*Work request*
Leaving the images out, output each entry below exactly.

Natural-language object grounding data
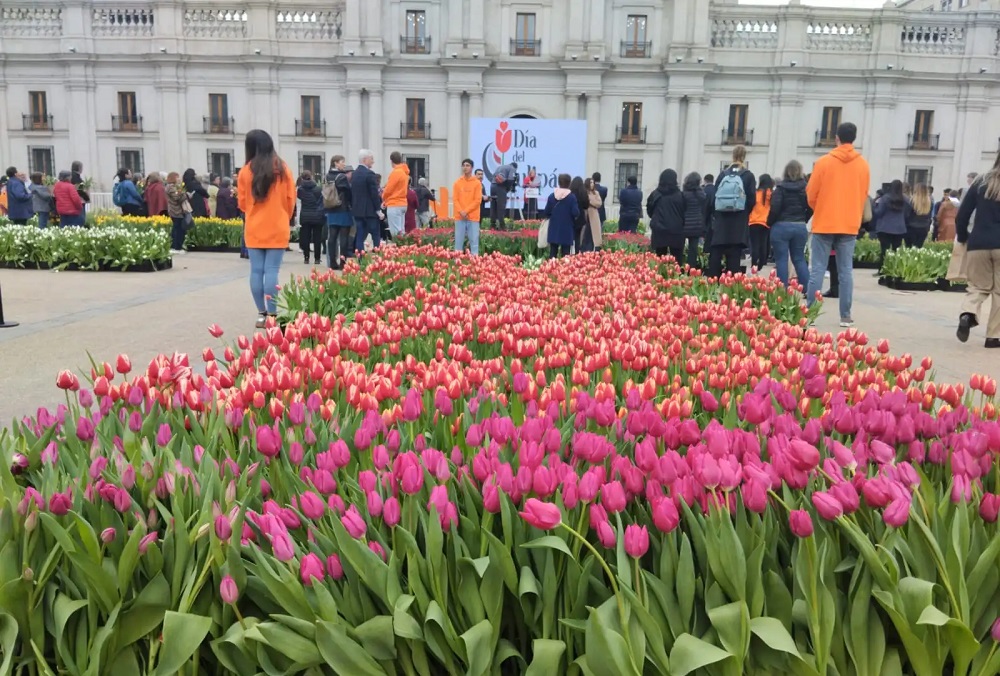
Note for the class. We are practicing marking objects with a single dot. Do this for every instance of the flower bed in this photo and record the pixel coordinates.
(72, 248)
(596, 467)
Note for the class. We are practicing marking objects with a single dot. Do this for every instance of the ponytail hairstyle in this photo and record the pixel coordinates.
(265, 165)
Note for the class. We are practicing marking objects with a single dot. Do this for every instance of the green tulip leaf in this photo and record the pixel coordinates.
(183, 634)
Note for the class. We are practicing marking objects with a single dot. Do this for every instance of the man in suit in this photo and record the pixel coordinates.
(603, 192)
(504, 180)
(365, 201)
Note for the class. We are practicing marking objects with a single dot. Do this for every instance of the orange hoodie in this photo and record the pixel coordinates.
(837, 191)
(396, 185)
(467, 196)
(267, 221)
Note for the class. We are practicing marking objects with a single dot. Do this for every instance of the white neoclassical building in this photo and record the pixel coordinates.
(170, 84)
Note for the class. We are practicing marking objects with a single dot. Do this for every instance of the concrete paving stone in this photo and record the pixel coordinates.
(66, 316)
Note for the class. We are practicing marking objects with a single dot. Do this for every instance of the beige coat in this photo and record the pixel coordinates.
(594, 218)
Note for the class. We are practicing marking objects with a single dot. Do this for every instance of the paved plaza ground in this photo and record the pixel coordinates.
(65, 316)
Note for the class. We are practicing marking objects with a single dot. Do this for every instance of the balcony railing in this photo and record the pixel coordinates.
(36, 122)
(310, 128)
(826, 138)
(126, 123)
(630, 49)
(922, 141)
(630, 135)
(737, 137)
(219, 125)
(415, 130)
(520, 47)
(412, 44)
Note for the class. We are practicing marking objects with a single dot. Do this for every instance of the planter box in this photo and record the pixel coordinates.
(143, 266)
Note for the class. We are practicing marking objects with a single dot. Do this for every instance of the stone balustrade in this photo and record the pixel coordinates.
(30, 22)
(122, 22)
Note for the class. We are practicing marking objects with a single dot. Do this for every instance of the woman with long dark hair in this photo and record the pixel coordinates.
(890, 219)
(266, 190)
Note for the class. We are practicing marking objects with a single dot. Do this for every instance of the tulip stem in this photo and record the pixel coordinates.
(614, 588)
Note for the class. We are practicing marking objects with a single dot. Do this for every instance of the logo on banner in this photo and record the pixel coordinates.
(506, 140)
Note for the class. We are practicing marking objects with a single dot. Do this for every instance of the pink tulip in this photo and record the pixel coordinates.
(636, 541)
(800, 523)
(827, 506)
(333, 567)
(228, 590)
(310, 568)
(541, 515)
(354, 523)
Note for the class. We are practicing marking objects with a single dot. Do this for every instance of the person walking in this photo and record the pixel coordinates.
(341, 234)
(982, 255)
(504, 180)
(226, 206)
(155, 195)
(787, 218)
(760, 236)
(665, 208)
(69, 204)
(695, 205)
(126, 196)
(366, 201)
(918, 217)
(890, 219)
(466, 194)
(563, 212)
(178, 205)
(836, 192)
(629, 206)
(394, 194)
(424, 199)
(41, 199)
(266, 193)
(19, 203)
(735, 197)
(312, 218)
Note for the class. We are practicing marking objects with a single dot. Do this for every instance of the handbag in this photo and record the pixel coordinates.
(543, 234)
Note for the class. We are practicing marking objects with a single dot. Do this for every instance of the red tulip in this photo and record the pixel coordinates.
(541, 515)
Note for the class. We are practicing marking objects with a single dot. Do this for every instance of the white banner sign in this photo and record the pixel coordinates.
(550, 147)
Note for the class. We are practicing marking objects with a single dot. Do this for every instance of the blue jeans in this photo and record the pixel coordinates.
(820, 258)
(470, 228)
(264, 265)
(790, 238)
(367, 226)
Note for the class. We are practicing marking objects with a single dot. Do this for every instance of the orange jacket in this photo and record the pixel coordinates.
(396, 186)
(268, 222)
(467, 195)
(837, 191)
(761, 209)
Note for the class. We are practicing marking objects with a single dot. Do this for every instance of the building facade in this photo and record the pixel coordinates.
(170, 84)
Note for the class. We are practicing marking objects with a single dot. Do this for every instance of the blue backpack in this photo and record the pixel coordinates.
(731, 196)
(118, 194)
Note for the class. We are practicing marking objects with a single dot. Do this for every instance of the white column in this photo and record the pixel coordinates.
(353, 131)
(455, 141)
(593, 129)
(376, 130)
(671, 135)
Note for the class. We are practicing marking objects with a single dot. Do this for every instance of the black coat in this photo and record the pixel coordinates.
(311, 196)
(339, 179)
(986, 234)
(789, 203)
(695, 208)
(666, 218)
(730, 229)
(630, 203)
(365, 200)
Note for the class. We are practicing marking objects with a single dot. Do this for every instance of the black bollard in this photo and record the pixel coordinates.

*Result for this task*
Note for the class. We are practicing marking objects with a single dot. Do this for every instance of the flower bed in this photo and record the pixel coordinates.
(72, 248)
(596, 467)
Note for the class. We are practicing marking objects with a single dot. Do this for every instance of the ponytail hairstyle in this photo and record the pixel coordinates.
(265, 165)
Note for the class. We are practicing marking objects with a single dot. Do this for every instance of the green tulip leaf in this photo and record the pixel coordinates.
(183, 634)
Note for the class. We are practicing marking objects with a single dot. Do this for every instance of the man in suit in this photo and record the pixel coordinates.
(603, 192)
(504, 180)
(365, 201)
Note for the class. We are practicing marking objects with a single dot. Do this for every instance of the orange hoodie in this photo and record the pixel coordinates.
(837, 191)
(396, 185)
(467, 196)
(267, 221)
Note for the class. We are practicing marking objects with a single dot. Do this for every instance of the white neoclassical building in this photo and record the pixel coordinates.
(170, 84)
Note for the class. We are practicing marking objects with a single dot. Do this for every instance of the concrete paving stone in this photo and record the pixel coordinates.
(66, 316)
Note for the class. We are practicing marking objects with a single dot. Do this for every instance of the beige coat in this photo and record the pixel coordinates.
(594, 218)
Note for the class. We are practicing marking objects with a single dot. Do this for every instance of the paved plaza ground in this photo and record the pixel coordinates.
(65, 316)
Note for the class. We are practicing marking objects with a single dot. Do this for every instance of the balcony railing in this photo and record the pixel coordinates.
(36, 122)
(310, 128)
(826, 138)
(126, 123)
(630, 49)
(922, 141)
(630, 135)
(737, 137)
(219, 125)
(415, 130)
(520, 47)
(412, 44)
Note for the class. We are practicing marking objects with a single dot. Do this for every instance of the planter box in this photo and record the pixel coordinates.
(143, 266)
Note for the class. We are practicing marking objects with a single dot. Do this for every instance of the stone balustrade in this photo and record the pixel coordinates.
(30, 22)
(122, 22)
Note for the class. We are practicing marking objects with a single dot. Do this for every instance of the woman with long dark hair in this photo and record the pixel coordinates.
(890, 219)
(266, 190)
Note for the class. We are practicing marking objects with a single dot. Do this for every instance of the tulip stem in this photo and record the pixel coordinates.
(614, 588)
Note for the class. We are practicing marking objects with a single dot. Do this for every instance of the logo on banner in this photo and record the pixel coordinates.
(506, 140)
Note for the class. We are practicing marking objects with a single dot. Do this for every instance of the pink tulip in this photo and record the pixel coordinates.
(636, 541)
(800, 523)
(827, 506)
(333, 567)
(228, 590)
(310, 568)
(541, 515)
(354, 523)
Note for the class. We are practicing marking objects with a single dot. Do this for every instance of the person walking in this photo and record the pixel coordinates.
(341, 234)
(982, 255)
(504, 180)
(226, 206)
(155, 195)
(787, 218)
(760, 236)
(665, 208)
(69, 204)
(695, 205)
(126, 196)
(366, 201)
(918, 217)
(890, 219)
(466, 194)
(563, 212)
(178, 205)
(836, 192)
(629, 206)
(394, 194)
(424, 199)
(41, 199)
(266, 193)
(19, 203)
(735, 197)
(312, 218)
Note for the class. We are practicing marking objects with a single dot. Do this for every instance of the handbag in this photo and record the pixel coordinates.
(543, 234)
Note for the class. We are practicing marking objects with a single dot. Do this for every instance of the red tulip in this photo and record the pixel coordinates.
(541, 515)
Note for the class. We are practicing marking objects with a single dot. Do this for every instance of the white banner sign in this photo and record the pixel coordinates.
(550, 147)
Note for the class. We are practicing marking objects with a single dot. Do this for every instance of the blue jeans in this photo and record the pixel coordinates.
(820, 258)
(470, 228)
(264, 265)
(790, 238)
(367, 226)
Note for the class. We are practicing marking objects with a single dot. Do this for every instance of the orange jacket in this photo and record the pixel coordinates.
(396, 186)
(268, 222)
(467, 195)
(837, 191)
(761, 209)
Note for the class. We are practicing marking objects with a single dot. Do this for every instance of the building facade in this photo and record the pixel coordinates.
(170, 84)
Note for the class. We are practicing marking objects with a single dot. Do this for every instance of the blue backpack in this photo and record the pixel coordinates.
(731, 196)
(118, 194)
Note for the class. We are practicing marking objects with a single dot. Do this for every instance of the white column in this photo and record the pixel coordinates.
(353, 131)
(455, 141)
(593, 129)
(376, 130)
(671, 135)
Note for the class. We are practicing marking objects with a single dot. Do this for every instance of the black coat in this photo and record the pixel coordinates.
(311, 196)
(339, 179)
(986, 234)
(789, 203)
(695, 208)
(666, 218)
(730, 229)
(630, 203)
(365, 200)
Note for the class. We are practicing marking objects with a single dot. Do this for every instance of the black bollard in this photo and record the pixel coordinates.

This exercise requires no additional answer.